WHAT IS BEING ASKED:
Copy out each line exactly; pictures stay out of the copy.

SOURCE RECORDS:
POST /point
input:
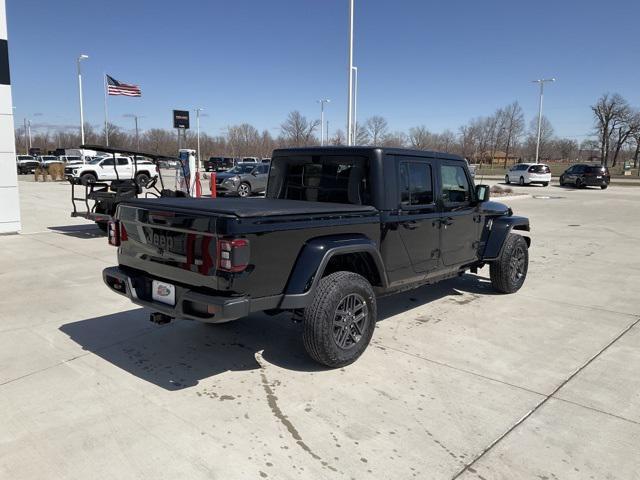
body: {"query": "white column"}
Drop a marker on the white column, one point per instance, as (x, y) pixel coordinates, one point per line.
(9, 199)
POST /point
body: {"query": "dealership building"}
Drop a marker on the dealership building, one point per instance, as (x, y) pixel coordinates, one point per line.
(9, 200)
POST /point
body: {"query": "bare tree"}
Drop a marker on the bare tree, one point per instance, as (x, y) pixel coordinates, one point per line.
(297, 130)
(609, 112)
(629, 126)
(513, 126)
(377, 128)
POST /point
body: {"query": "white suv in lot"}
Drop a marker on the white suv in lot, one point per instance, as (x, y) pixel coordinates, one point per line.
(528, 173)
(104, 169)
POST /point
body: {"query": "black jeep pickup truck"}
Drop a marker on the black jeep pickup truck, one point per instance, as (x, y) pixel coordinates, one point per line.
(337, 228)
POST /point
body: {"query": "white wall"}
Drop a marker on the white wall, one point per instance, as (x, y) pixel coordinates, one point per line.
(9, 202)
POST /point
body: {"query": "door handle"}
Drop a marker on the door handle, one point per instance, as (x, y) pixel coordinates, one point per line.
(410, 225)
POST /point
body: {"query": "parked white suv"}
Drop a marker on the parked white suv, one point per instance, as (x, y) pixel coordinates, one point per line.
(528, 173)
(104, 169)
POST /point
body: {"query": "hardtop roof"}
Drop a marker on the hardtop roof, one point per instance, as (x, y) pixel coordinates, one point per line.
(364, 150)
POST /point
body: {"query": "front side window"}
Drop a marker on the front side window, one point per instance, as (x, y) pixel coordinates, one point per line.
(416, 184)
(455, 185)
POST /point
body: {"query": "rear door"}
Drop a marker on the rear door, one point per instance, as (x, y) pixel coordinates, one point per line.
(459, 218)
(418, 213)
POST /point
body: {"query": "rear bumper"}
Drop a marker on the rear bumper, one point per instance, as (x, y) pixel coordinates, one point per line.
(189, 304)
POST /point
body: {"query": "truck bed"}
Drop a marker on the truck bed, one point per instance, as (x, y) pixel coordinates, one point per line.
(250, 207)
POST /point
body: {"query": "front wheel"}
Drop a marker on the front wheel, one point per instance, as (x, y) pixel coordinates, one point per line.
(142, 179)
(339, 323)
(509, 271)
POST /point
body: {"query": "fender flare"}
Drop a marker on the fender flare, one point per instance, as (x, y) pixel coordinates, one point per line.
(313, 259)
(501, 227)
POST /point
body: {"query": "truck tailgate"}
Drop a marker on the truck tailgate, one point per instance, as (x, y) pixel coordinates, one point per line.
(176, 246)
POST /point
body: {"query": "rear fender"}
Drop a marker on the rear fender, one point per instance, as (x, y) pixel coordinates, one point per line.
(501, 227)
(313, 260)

RESULT OF THIS TASK:
POST /point
input:
body: {"query": "white column"}
Drop a marker on the white column, one point per instance, as (x, y) pixel coordinates, one point per line.
(9, 199)
POST /point
body: {"query": "dealership building"}
Drop a marker on the dealership building, one point per instance, as (x, y) pixel coordinates, one point per line.
(9, 200)
POST /point
body: {"query": "bare tree"}
Drop a marker on the bare tree, one point per instance, as (x, y) pixel coordinates, one point per line.
(297, 130)
(609, 112)
(629, 126)
(513, 126)
(377, 128)
POST /point
body: {"query": "white suv in lot"}
Drop a marker on the white suv in lot, one point per instance, as (x, y) pixel coordinates, one point per line.
(528, 173)
(104, 169)
POST /point
body: {"query": "black jeep pickup truck"}
Drop a marker on the black jeep pickup truck, one point per instance, as (x, y) pixel coordinates, one point per line.
(337, 228)
POST /point
body: {"query": "white wall"}
Drop a marker on the white wall, one point per instance, as (x, y) pixel coordinates, one point per line.
(9, 202)
POST /point
body: {"query": "door handle"}
Drop a marker on the door handle, one point per instance, as (x, y) pixel coordinates, one point per line.
(410, 225)
POST /point
body: {"query": "parked white suv"}
Drop a marker on the parked white suv, one point per instance, as (x, y) pixel coordinates, one point per line.
(528, 173)
(104, 169)
POST /point
body: {"query": "hardtop roof"}
Drop a marker on the hardtop roof, one point per instance, as (x, y) pixel coordinates, one point per line.
(364, 150)
POST /point
body: {"query": "front side window"}
Drop a marker on the front side window, one point per instance, as (x, y) pixel coordinates, one point per line.
(416, 184)
(455, 185)
POST /point
body: {"query": "rear door"}
Drop a marker on the rear door, one point per instance, as (x, y) pixel coordinates, one point per line.
(459, 218)
(418, 213)
POST /point
body: {"query": "rear bumper"}
Drop a marker on the rear bumper, one point per instance, as (x, y) pixel coordinates, one point per line.
(189, 304)
POST /point
body: {"query": "truck bed"}
Drop a marker on the truck bed, one point per instance, as (x, y) pixel coordinates, one point per line.
(250, 207)
POST /point
body: {"query": "front wheel"}
Drop a marker on the front wheel, one point per instance, as (x, y) pixel coordinates, one point per line.
(142, 179)
(339, 323)
(509, 271)
POST /point
body: {"query": "fender flare"}
Drop a marker on the fender flare, one point per instance, as (x, y) pixel coordinates, one point per line.
(313, 259)
(501, 227)
POST /point
body: {"query": "truck tailgate"}
Drop a marker on the truck tailgate, one point per instance, as (x, y) pixel coordinates, one point per line.
(176, 246)
POST /point
body: {"query": "rear fender"}
Drop a marker on the rear fender, one point per instance, as (x, y) pixel coordinates, one point per line.
(501, 227)
(313, 260)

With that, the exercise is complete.